Turn each line of the data below into a string in one JSON list, skipping blank lines. Omit the pictures from your output.

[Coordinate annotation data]
━━━━━━━━━━━━━━━━

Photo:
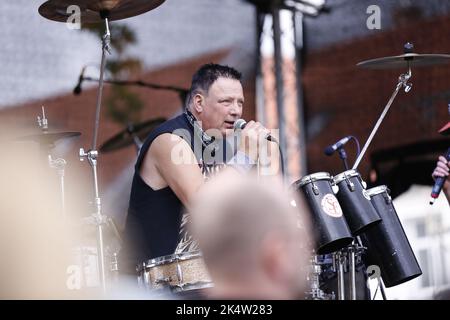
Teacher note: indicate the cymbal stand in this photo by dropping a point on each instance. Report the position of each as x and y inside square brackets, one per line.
[92, 155]
[339, 260]
[402, 82]
[58, 164]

━━━━━━━━━━━━━━━━

## ANSWER:
[
  "Photo:",
  "Teacher note: indicate the cymbal stand in this photo by dropping a point on each instance. Report the position of each as x and y inside square brackets, one per line.",
  "[92, 155]",
  "[339, 260]",
  "[402, 82]",
  "[58, 164]"
]